**What you should do:** Skip every line before the one containing "Where can you see the coach", then copy that line and the rest of the entries below exactly, through the last line.
[BEGIN Source data]
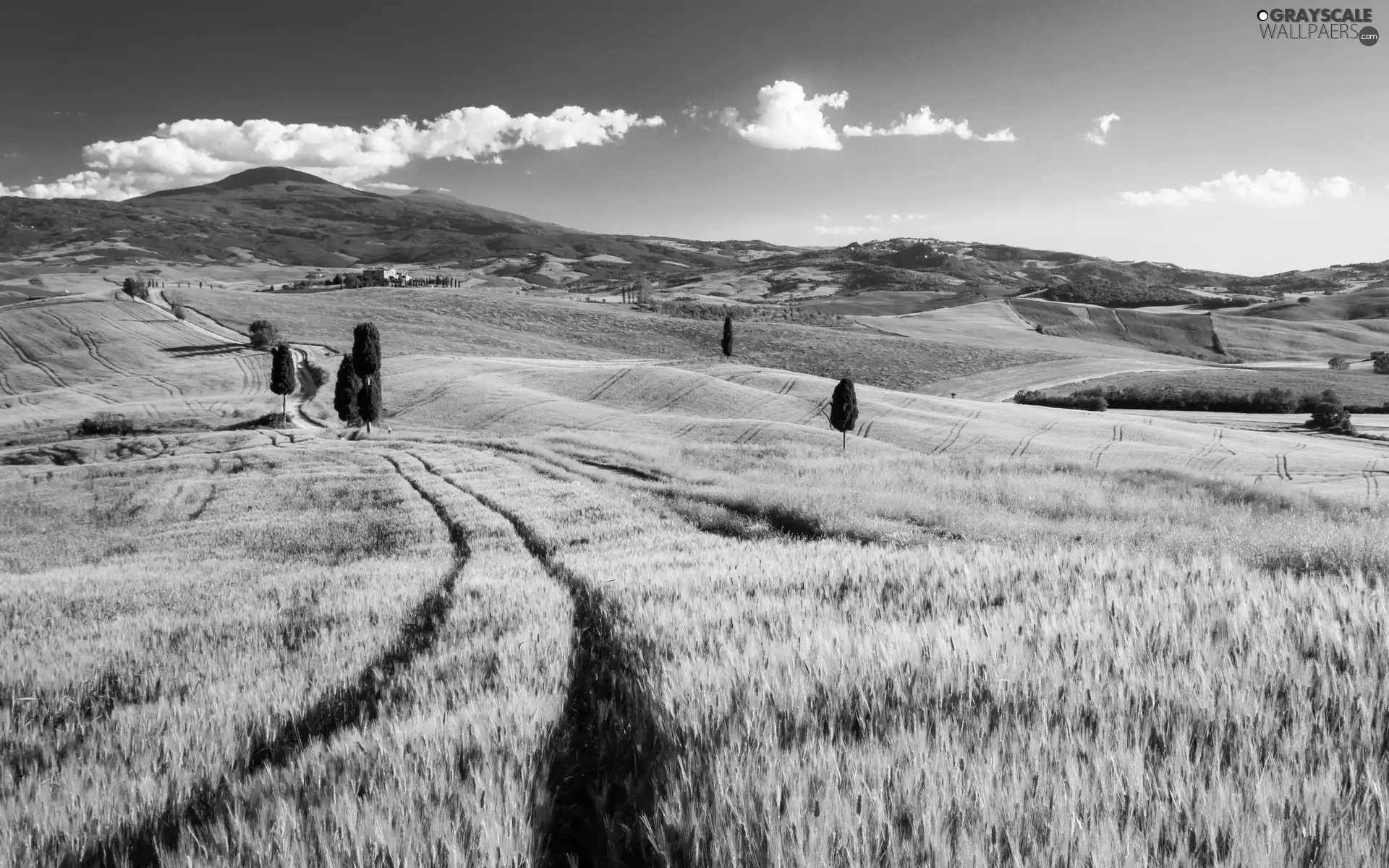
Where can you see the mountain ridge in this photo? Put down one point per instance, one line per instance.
(289, 217)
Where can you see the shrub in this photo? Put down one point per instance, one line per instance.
(1328, 414)
(104, 425)
(1069, 401)
(1113, 295)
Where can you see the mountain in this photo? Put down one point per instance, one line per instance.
(294, 218)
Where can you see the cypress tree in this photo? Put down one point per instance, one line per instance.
(282, 374)
(365, 349)
(368, 401)
(345, 392)
(365, 359)
(844, 410)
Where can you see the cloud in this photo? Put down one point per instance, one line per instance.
(1338, 188)
(1102, 128)
(924, 124)
(846, 229)
(999, 135)
(788, 120)
(195, 152)
(1273, 188)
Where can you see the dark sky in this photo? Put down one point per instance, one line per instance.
(1206, 110)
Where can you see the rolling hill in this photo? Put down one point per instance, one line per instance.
(289, 218)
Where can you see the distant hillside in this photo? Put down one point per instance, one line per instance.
(286, 217)
(1363, 305)
(295, 218)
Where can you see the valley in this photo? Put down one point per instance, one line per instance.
(590, 573)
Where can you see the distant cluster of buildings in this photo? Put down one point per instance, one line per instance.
(389, 276)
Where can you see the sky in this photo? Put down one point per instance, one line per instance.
(1167, 131)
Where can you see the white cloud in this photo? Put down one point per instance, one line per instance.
(999, 135)
(1102, 128)
(788, 120)
(1338, 188)
(195, 152)
(846, 229)
(1273, 188)
(922, 124)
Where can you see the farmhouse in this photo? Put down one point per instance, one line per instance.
(388, 276)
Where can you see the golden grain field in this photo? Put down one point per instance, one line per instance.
(623, 613)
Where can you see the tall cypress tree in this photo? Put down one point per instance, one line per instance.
(365, 360)
(368, 401)
(282, 375)
(345, 392)
(844, 410)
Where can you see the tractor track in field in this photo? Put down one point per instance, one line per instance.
(608, 385)
(679, 396)
(428, 399)
(608, 754)
(197, 511)
(27, 359)
(350, 705)
(514, 409)
(747, 436)
(87, 342)
(1281, 463)
(1025, 443)
(955, 434)
(1116, 436)
(1205, 451)
(1372, 480)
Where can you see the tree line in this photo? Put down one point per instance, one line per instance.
(1194, 399)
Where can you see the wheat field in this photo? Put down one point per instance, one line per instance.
(443, 650)
(614, 611)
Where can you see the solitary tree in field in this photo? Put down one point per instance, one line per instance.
(365, 360)
(345, 392)
(368, 401)
(844, 410)
(1330, 416)
(282, 375)
(137, 289)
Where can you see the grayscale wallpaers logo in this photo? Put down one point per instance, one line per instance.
(1352, 25)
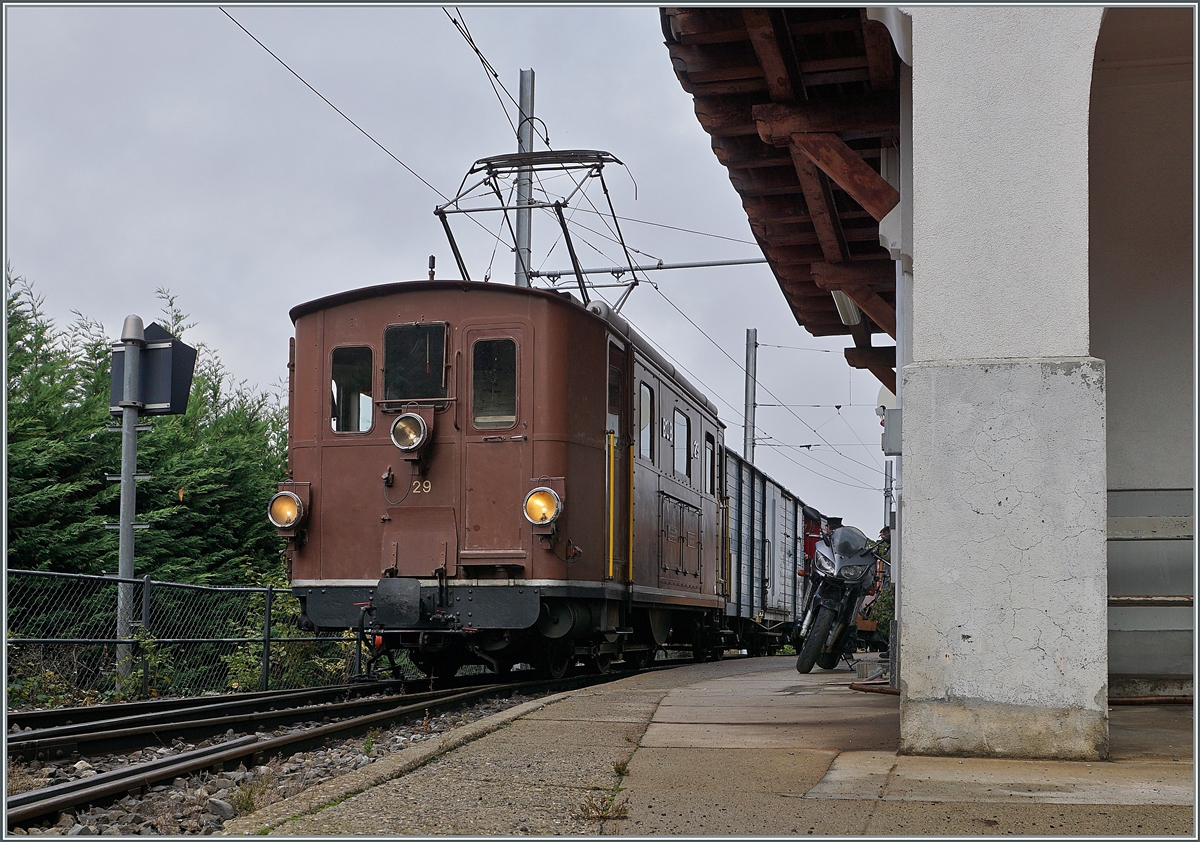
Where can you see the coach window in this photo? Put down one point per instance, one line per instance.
(682, 441)
(646, 422)
(709, 464)
(351, 404)
(414, 361)
(495, 386)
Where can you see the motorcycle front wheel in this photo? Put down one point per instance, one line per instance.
(815, 641)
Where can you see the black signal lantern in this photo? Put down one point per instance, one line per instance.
(412, 432)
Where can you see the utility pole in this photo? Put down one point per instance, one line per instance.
(525, 180)
(887, 493)
(751, 377)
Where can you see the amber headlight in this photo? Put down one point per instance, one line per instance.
(408, 432)
(543, 506)
(285, 510)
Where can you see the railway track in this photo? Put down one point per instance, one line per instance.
(253, 749)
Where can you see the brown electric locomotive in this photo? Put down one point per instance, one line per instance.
(489, 474)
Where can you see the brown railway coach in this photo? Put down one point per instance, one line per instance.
(469, 465)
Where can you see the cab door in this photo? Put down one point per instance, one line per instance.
(619, 426)
(497, 459)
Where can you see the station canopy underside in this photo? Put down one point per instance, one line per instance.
(803, 108)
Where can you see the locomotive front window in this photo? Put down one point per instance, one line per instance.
(682, 443)
(646, 422)
(495, 383)
(351, 404)
(414, 361)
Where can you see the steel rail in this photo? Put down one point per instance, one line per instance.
(25, 807)
(53, 799)
(57, 717)
(136, 732)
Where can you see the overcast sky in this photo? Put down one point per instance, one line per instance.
(161, 146)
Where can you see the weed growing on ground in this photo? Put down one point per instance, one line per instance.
(253, 795)
(603, 806)
(19, 780)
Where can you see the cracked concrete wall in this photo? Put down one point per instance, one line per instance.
(1005, 595)
(1003, 635)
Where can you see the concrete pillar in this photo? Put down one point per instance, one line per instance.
(1003, 633)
[END Source data]
**Response for this exercise:**
Where can you see the coach window in this photo? Put down one point per instance, one line per instance.
(682, 441)
(646, 422)
(709, 464)
(351, 404)
(414, 361)
(495, 386)
Where can you see the motorcycle front wheel in this photo? Put down one point per instance, one line per instance.
(815, 641)
Where can you see the black signal lantern in this photo? Put down one point per instance, one line per instance.
(412, 432)
Where can you see the utility pole in this photo? Put down one point per instance, one line per instance.
(525, 180)
(887, 493)
(751, 377)
Where can you see the amber headlight in this photo? Put down one point per instance, one line per instance.
(408, 432)
(543, 506)
(285, 510)
Where can you see the railway track in this photo? Put down one point per instance, one line per instance.
(253, 749)
Where can you see the brown electric locomotive in this photo? Put down one point per instance, one line per instance.
(489, 474)
Where can you see the brown railway coach in this photo? Put down one point per instance, one line per instance.
(469, 465)
Where can you see the cab door in this photo? Put down one point per instance, one line per instance.
(619, 426)
(497, 459)
Where can you see the station canopy underside in this photo? Put down one point per instance, one line per instance.
(803, 108)
Where can you see the locomotive front window in this photo? Put down one point per instance, one line per instance.
(682, 443)
(646, 422)
(495, 383)
(351, 404)
(414, 361)
Where can you see the steel rail in this photo? Put down one point per instance, one line per instance.
(25, 807)
(53, 799)
(57, 717)
(136, 732)
Where can you see the overcast sky in this photo? Put down one point per instance, one line per instance.
(161, 146)
Where can you see the weed growing on ground in this photo? Put down one point per instance, one line per instance.
(253, 795)
(603, 806)
(19, 780)
Where can you see the cracked concrete wall in this photo? Put down one point per instance, one line per instance.
(1005, 595)
(1003, 635)
Where can you see the concrete pillar in this photo? Put down one point per instance, one line per instance.
(1003, 633)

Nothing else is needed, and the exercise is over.